QUOTED TEXT »

XMM-Newton

The X-ray Multi-Mirror (XMM-Newton) satellite was launched in 1999 by the European Space Agency [1]. It is the second of four cornerstone missions in ESAs Horizon 2000 program. XMM-Newton is an X-ray observatory, more sensitive than any previous satellite. It is helping to solve many cosmic mysteries, from what happens in and around black holes to the formation of galaxies in the early Universe.

Figure 1 shows an artistic impression of the 10.8 m long spacecraft (picture from https://www.esa.int/Science_Exploration/Space_Science/XMM-Newton_overview). XMM-Newton is equipped with three Telescopes, each providing an effective area of 1600 cm2. The telescopes consist of multiple nested mirror shells, assembled in a Wolter-1 configuration, focussing the incident X-rays by grazing incident (see figure 2) [2]. In the focal plane of each telescope, one of the three European Photon Imaging Cameras (EPIC) is located. Two of the EPIC systems utilize MOS-CCDs [3] while the third is based on a pnCCD, manufactured in the semiconductor laboratory [4]. The camera system was built in cooperation with the Max-Planck-Institute for Extraterrestrial Physics around a monolithic pnCCD sensor. The sensor (shown on a 4 inch wafer in figure 3) has a size of 6x6 cm2 and 384x400 pixels of 150x150 µm2. Even after 20 years of operation, the pnCCD aboard XMM newton delivers data for the scientific community.

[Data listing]
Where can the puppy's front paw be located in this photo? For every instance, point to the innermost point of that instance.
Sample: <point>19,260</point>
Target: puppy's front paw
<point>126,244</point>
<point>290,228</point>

WHAT IS NEEDED »
Carry on the text about the XMM-Newton satellite, picking up right after its last sentence. Nothing in the listing is needed here.

THE RESULT »
The EPICpn camera provides several standard readout modes, optimized to observe objects from strong point like X-ray sources as for example black holes, to feint extended sources as clouds of hot gas [4]. An Application Specific Integrated Circuit (ASIC), the CMOS Amplifier and MultiplEXer (CAMEX) implements the readout.  It provides a multi-correlated double sampling of 64 channels in parallel [5] and multiplexes the signal to a digitizer. With a readout speed of 23 µs per row, a noise  performance of less than 5 e− ENC was achieved.

XMM is still operational to this date, providing scientific data to astrophysicists around the world.

Artistic impression of the XMM-Newton spacecraft.(picture from ESA)

Figure 1

Artistic impression of the XMM-Newton spacecraft.
(picture from ESA)

Focusing X-rays with glancing reflection in a Wolter Type-1 optical system. (taken from Wikipedia)

Figure 2

Focusing X-rays with glancing reflection in a Wolter Type-1 optical system. (taken from Wikipedia)

Picture of the EPIC pnCCD. Althogh nearly 20 years old still providing exceptional data for the scientific community.

Figure 3

Picture of the EPIC pnCCD. Althogh nearly 20 years old still providing exceptional data for the scientific community.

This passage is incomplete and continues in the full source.